TASK PROMPT ▸ Retype the interview transcript word for word, beginning at "Deb Seys: (05:20)" and stopping after "Satyen Sangani: (05:37)".

TEXT SEGMENT ▸
--------------------------------------------------
Satyen Sangani: (05:14)
So I guess the core problem is, how do you find information? What made you passionate about that?

Deb Seys: (05:20)
It's funny. I was actually more interested in how you put it away. If you don't put it away right, you'll never find it. So I was really interested in that problem of describing and making things. At some point there was this notion of making things self-describing.

Satyen Sangani: (05:37)
I'm thinking of you as this kind of Marie Kondo for data. I'm still pretty proud of that one because Deb really is the Marie Kondo of data. And just what does someone do as the Marie Kondo of data? Deb walks us through one of her earliest projects at eBay to give us an example.

Deb Seys: (05:57)
Well, one of the first things I started doing at eBay when I joined and we were metrics in analytics exchange and then we moved to building a tool called Data Hub that I think you remember, for example, there was a requirement that if there was a change to a table, somebody had to write up a release note. So, some ETL engineer would write up some description of the added column to a table or they were deprecating something. And it was my responsibility. Somebody found out that I had a lit writing undergraduate degree and they told me, "Okay, you do the release notes." And so I’d have to spend time interviewing to figure out what the impact of that change was, why they'd done the change in the first place, how best to describe it in business language so that it wasn't just a technical change, but had a business impact to it.

Deb Seys: (06:56)
And that was the piece that I'm sort of talking about, that there was that gap between the work that these folks were doing to kind of carefully build and deliver this data warehouse and the understanding of the people down the road who had to use it. And the analysts filled that gap in their own understanding of the data and so they could adapt to those changes. But if you wanted someone who wasn't sort of intimately in lockstep with technical folks, then you'd be lost. And so in order to be able to open up the data to a broader population, you had to somehow figure out how to describe that business understanding and the down-the-road real impact, meaningful impact of whatever that change was.

Deb Seys: (07:50)
And so it started with just change and then became sort of a bigger thing around usage and activity and value and so forth. And Alation kind of brought that bigger picture because when we made it public on the data catalog and you didn't have to have some insider's understanding of what IP address you needed to use to log into some particular part of the data warehouse, once it became more easily available that way, you had to make the understanding more easily available as well.

 
 

What is a database query?

Satyen Sangani: (08:27)
--------------------------------------------------
RECORDED INFORMATION ▸
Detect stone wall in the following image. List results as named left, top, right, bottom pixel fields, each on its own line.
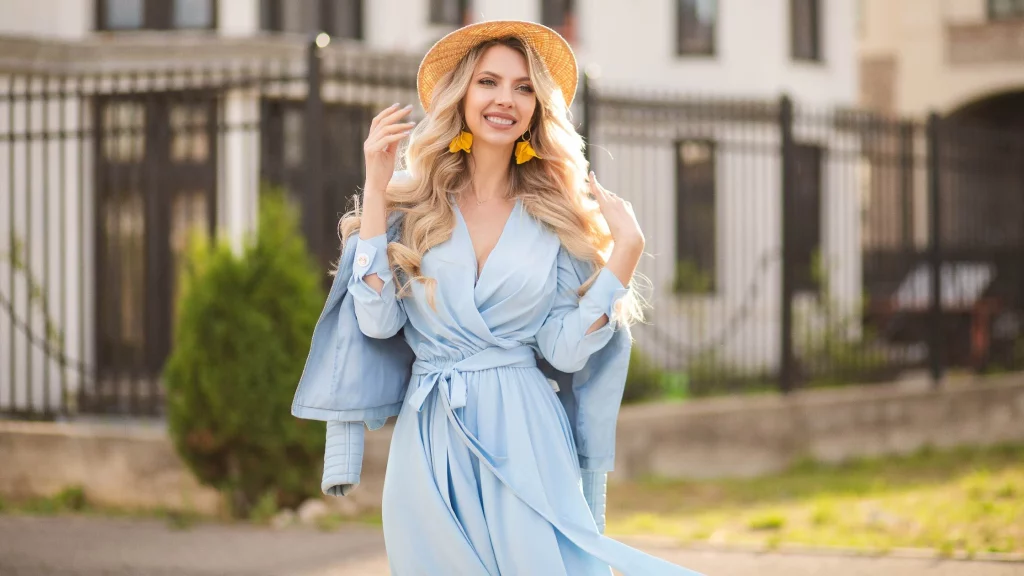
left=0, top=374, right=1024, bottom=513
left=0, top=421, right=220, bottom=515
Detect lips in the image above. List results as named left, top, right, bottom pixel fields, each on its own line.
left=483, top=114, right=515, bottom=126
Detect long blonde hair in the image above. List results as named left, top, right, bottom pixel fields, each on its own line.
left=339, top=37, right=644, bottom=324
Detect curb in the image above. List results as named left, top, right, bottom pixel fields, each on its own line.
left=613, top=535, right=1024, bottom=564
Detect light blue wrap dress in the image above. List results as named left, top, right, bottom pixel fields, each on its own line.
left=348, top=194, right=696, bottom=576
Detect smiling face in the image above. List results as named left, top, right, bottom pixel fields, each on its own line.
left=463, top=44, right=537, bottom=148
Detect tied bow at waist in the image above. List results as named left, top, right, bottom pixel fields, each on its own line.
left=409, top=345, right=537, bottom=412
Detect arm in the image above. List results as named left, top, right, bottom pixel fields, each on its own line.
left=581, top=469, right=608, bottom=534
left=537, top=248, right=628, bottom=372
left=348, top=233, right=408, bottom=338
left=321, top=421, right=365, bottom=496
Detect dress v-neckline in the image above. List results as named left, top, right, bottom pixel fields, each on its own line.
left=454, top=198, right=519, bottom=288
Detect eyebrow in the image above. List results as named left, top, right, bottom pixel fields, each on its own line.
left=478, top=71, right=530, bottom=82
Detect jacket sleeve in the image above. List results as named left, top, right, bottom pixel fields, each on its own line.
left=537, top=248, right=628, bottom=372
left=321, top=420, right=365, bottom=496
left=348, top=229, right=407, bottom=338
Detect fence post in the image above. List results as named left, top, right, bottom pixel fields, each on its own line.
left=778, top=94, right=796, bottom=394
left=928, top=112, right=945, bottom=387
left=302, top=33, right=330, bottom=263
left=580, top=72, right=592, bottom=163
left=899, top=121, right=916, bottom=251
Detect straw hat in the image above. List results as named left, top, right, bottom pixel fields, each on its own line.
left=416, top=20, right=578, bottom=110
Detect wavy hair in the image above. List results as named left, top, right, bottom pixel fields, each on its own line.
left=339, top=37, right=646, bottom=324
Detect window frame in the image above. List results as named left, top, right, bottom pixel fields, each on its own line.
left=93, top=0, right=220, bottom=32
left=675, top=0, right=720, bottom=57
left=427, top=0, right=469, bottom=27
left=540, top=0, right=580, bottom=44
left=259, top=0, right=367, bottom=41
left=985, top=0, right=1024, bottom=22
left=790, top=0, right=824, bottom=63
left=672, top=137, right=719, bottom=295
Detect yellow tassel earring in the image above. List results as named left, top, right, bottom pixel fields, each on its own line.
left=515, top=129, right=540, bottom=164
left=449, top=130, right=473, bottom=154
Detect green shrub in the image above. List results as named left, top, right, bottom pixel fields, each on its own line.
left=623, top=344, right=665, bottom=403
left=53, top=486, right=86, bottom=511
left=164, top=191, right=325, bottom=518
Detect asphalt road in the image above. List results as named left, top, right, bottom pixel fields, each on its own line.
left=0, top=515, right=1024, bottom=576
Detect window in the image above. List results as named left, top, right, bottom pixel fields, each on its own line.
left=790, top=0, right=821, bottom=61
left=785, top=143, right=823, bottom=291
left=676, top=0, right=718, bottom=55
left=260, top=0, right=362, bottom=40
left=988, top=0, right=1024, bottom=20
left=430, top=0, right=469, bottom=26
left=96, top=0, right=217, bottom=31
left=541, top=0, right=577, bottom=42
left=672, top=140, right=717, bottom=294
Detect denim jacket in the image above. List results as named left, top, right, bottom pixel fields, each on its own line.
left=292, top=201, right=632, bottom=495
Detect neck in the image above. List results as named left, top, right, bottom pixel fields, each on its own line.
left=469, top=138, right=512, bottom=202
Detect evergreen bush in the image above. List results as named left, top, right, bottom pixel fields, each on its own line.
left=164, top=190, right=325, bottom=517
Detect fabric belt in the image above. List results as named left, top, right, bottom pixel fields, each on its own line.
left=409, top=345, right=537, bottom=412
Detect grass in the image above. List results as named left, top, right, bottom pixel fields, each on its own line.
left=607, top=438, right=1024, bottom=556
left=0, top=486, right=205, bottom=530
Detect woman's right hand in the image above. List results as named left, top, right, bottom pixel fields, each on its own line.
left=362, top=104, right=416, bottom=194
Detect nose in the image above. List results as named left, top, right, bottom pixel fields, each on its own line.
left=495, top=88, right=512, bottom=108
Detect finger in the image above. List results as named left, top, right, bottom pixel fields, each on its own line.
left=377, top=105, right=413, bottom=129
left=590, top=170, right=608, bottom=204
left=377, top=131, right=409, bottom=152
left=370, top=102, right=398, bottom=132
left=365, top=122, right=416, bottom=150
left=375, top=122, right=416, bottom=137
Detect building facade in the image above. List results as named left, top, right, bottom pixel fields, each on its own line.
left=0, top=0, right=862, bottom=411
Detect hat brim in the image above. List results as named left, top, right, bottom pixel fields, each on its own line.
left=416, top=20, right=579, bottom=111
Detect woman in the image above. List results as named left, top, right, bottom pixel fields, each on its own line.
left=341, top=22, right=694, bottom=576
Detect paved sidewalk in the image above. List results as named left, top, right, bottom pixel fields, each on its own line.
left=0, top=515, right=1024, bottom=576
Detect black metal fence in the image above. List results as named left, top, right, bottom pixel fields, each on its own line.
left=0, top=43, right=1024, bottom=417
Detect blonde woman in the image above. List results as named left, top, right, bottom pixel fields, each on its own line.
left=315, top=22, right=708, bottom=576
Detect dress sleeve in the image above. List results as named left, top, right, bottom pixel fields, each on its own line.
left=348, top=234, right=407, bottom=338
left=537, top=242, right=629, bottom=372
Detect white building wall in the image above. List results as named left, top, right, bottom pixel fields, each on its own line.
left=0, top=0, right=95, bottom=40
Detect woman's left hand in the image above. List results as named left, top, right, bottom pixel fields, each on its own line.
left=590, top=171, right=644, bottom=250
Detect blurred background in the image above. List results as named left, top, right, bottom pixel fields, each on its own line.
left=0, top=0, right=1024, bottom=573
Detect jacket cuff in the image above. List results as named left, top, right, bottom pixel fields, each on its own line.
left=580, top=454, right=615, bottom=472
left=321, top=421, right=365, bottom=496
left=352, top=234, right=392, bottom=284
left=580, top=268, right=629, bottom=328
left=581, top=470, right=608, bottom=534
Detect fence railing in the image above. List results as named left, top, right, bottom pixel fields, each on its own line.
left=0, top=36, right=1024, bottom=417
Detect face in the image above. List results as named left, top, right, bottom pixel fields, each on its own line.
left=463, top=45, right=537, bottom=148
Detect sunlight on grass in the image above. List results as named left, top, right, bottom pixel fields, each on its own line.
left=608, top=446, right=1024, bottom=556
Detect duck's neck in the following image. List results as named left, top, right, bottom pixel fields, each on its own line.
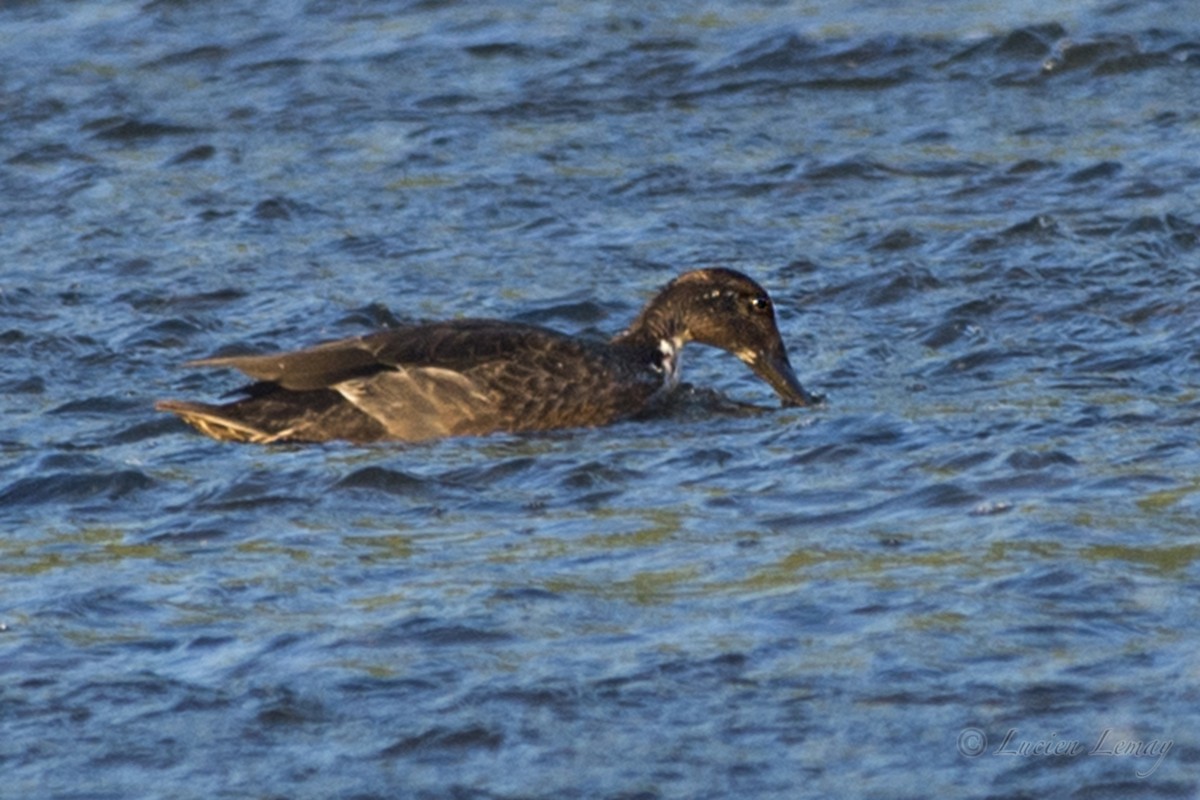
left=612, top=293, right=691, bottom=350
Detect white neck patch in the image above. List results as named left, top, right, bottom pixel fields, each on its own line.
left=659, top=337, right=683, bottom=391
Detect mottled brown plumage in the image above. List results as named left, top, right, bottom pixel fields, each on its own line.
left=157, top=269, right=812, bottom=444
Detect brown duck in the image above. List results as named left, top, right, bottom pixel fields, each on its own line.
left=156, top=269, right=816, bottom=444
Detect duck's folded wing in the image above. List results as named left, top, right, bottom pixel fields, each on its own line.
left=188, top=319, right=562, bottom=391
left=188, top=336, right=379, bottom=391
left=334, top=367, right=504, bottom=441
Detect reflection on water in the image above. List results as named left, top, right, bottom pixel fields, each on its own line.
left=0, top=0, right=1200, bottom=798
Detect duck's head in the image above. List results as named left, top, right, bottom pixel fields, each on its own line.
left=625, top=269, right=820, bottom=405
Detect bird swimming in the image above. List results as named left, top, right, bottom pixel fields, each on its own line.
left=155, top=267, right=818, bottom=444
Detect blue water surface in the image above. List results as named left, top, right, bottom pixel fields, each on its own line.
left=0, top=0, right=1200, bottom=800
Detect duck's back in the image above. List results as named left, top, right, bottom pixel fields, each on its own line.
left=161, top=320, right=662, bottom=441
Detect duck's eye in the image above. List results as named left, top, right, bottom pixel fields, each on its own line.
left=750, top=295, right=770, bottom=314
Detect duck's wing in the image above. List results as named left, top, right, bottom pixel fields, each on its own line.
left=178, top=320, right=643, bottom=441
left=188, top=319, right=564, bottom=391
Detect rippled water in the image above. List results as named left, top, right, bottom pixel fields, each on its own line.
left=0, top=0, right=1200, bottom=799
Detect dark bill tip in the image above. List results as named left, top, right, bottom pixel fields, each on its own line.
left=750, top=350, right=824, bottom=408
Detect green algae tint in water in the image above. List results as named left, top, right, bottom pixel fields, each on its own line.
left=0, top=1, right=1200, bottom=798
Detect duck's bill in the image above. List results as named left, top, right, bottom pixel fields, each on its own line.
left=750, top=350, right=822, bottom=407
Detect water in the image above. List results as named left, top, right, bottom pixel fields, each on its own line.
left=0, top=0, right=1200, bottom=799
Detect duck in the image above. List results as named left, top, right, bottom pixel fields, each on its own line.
--------------------------------------------------
ANSWER SECTION ▸
Deb Seys: (05:20)
It's funny. I was actually more interested in how you put it away. If you don't put it away right, you'll never find it. So I was really interested in that problem of describing and making things. At some point there was this notion of making things self-describing.

Satyen Sangani: (05:37)